### Page
# CPU choice E5-2650 v4 vs E5-2630 v4



## trumee (Aug 3, 2016)

Hello,
I want to build a FreeBSD based NAS which run a lot of jails/bhye vm's. The server will also be used to run parallelized scientific code and video transcoding.

I have a choice of buying E5-2650 v4 or E5-2630 v4. The former has a TDP 105W while the latter has a lower TDP of 85W. If price was not an issue which is a better choice?


Thanks

Edit 1: Should be E5-2650 v4 instead of E5-2560 v4


----------



## Murph (Aug 3, 2016)

trumee said:


> I have a choice of buying E5-2560 v4 or E5-2630 v4. The former has a TDP 105W while the latter has a lower TDP of 85W. If price was not an issue which is a better choice?



It looks like you made a typo above, saying "E5-2560", but linking to the E5-2650.  I'm assuming you meant the latter.

If price is not an issue, and running cost is not an issue, the 2650 clearly should have the performance edge due to the larger cache.  Larger CPU cache is almost always better for compute performance, if all other factors are equal (e.g. technology generation, clock, bus performance, etc).

A quick scan of the Intel spec sheets says to me that the 2650 is pretty much the higher performance device in almost every regard (cache, bus speed, cores, threads, memory bandwidth, etc).  It has a slightly lower "turbo" clock, but that seems likely to be insignificant after all the other benefits.  It's not necessarily a huge difference in performance between them, but the 2650 clearly looks like the higher performance device, although both are essentially minor variants of the same processor.  Whether you will actually get sufficient benefit from the additional performance (to justify the extra cost), that's something only you can answer (but both science and video can be quite compute intensive, so the marginal benefit may be useful to you).

### Given instruction
Reproduce the part of the CPU thread between "It looks like" and "bus performance, etc).", inclusive. The rows have no connection to the CPU thread.

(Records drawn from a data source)

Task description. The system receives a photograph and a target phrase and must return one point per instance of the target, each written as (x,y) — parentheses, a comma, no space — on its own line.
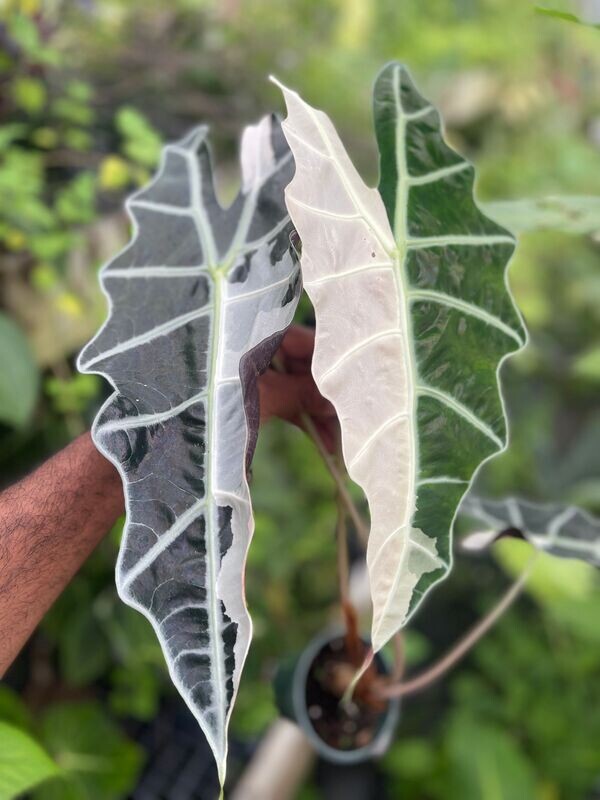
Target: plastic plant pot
(301,699)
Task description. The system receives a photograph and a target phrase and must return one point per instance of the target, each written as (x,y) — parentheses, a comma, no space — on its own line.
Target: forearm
(49,524)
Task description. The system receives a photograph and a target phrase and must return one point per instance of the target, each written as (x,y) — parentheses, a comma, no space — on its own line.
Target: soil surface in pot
(329,676)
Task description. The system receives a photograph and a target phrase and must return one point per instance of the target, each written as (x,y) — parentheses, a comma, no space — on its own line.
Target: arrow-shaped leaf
(413,320)
(199,300)
(564,531)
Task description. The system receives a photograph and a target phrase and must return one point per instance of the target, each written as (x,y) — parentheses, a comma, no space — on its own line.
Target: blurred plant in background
(89,90)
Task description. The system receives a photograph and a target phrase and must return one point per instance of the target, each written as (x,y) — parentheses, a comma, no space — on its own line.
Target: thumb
(287,396)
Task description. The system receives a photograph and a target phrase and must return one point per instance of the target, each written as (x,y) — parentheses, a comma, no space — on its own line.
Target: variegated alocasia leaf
(560,530)
(199,301)
(413,320)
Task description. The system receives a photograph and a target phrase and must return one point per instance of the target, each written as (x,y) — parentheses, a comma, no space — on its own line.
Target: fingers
(287,396)
(298,343)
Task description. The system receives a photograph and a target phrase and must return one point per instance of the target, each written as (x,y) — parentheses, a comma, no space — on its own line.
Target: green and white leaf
(413,320)
(564,531)
(199,301)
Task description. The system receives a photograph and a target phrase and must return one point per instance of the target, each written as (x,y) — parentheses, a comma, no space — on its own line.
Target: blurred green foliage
(89,91)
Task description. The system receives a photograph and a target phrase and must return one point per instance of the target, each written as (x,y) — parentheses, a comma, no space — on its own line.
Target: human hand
(291,393)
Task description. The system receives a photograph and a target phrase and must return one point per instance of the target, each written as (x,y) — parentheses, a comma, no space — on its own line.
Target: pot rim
(380,742)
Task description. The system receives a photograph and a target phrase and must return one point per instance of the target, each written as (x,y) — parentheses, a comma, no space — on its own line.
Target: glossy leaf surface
(413,320)
(199,301)
(564,531)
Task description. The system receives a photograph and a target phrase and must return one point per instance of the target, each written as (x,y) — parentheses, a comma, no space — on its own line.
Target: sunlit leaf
(413,320)
(569,214)
(564,15)
(199,302)
(23,763)
(98,762)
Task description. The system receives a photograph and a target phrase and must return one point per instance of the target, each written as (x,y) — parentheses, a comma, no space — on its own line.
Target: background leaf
(20,378)
(23,763)
(98,761)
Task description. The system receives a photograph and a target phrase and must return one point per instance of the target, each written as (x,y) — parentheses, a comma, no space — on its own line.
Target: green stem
(462,647)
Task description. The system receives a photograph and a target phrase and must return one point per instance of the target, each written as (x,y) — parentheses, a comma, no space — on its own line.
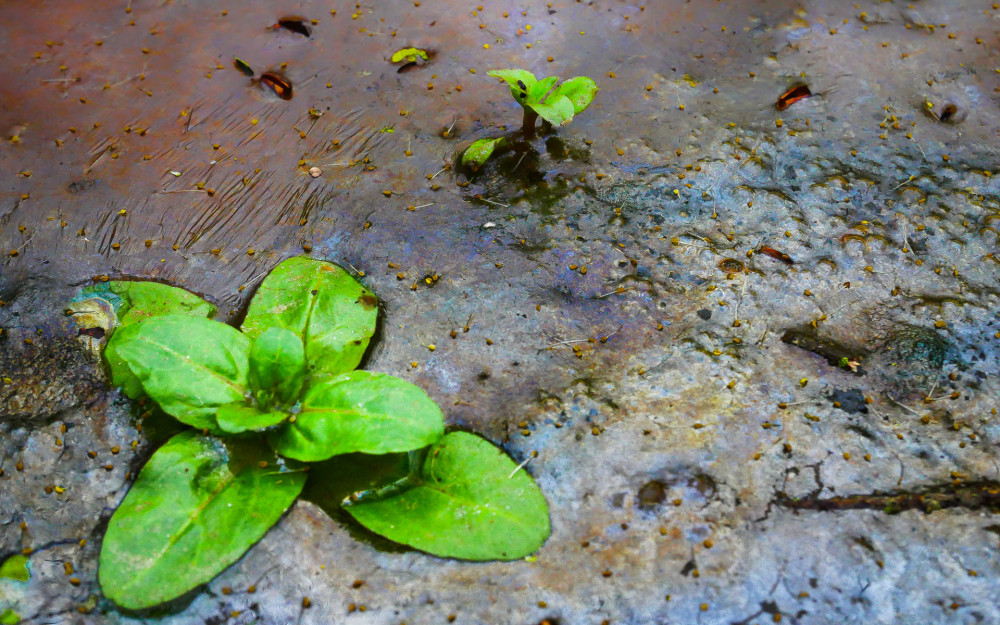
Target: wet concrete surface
(681,383)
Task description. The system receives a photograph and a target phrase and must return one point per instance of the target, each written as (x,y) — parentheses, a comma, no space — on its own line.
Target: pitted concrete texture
(755,350)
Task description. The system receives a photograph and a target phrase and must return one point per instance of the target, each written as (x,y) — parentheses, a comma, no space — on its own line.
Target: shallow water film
(741,316)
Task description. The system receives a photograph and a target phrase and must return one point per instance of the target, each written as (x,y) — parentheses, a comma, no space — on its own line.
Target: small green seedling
(264,400)
(409,55)
(539,99)
(556,107)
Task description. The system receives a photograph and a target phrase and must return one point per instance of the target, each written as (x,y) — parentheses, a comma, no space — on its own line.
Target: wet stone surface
(755,350)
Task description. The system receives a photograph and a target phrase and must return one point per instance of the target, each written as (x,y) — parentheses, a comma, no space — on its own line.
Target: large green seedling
(556,105)
(268,398)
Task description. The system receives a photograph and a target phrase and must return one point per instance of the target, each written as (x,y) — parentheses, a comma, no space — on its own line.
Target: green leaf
(360,411)
(197,506)
(539,90)
(134,302)
(519,81)
(471,502)
(477,153)
(277,367)
(121,374)
(242,65)
(188,365)
(557,110)
(409,55)
(16,568)
(143,300)
(580,91)
(323,304)
(237,418)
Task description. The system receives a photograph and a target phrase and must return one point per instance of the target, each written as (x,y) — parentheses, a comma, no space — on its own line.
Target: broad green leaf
(557,110)
(360,411)
(471,502)
(277,367)
(134,302)
(323,304)
(477,153)
(121,374)
(143,300)
(241,65)
(538,91)
(409,55)
(332,480)
(519,81)
(237,418)
(580,91)
(196,507)
(188,365)
(16,568)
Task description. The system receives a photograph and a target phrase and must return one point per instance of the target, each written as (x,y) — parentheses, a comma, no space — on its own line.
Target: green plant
(556,105)
(265,401)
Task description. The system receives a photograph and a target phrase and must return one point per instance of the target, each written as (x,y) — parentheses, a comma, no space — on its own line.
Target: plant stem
(528,123)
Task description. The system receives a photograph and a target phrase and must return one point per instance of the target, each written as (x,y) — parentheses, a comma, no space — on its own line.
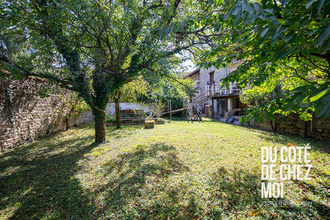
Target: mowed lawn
(178,170)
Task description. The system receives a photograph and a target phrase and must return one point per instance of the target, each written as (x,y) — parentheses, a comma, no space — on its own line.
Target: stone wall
(317,128)
(24,115)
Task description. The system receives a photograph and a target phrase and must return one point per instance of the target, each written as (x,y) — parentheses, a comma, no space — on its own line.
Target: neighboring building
(224,103)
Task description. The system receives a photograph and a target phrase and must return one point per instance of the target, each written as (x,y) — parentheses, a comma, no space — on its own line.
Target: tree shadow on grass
(37,181)
(129,175)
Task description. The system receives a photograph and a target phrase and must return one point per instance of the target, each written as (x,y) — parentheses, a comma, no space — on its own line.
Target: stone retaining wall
(24,115)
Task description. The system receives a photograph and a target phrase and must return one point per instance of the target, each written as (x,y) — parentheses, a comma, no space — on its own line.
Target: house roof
(192,73)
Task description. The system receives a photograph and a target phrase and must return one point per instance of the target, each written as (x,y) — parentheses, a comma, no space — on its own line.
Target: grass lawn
(178,170)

### Completed exercise
It looks like you made a typo above, saying "E5-2560", but linking to the E5-2650.  I'm assuming you meant the latter.

If price is not an issue, and running cost is not an issue, the 2650 clearly should have the performance edge due to the larger cache.  Larger CPU cache is almost always better for compute performance, if all other factors are equal (e.g. technology generation, clock, bus performance, etc).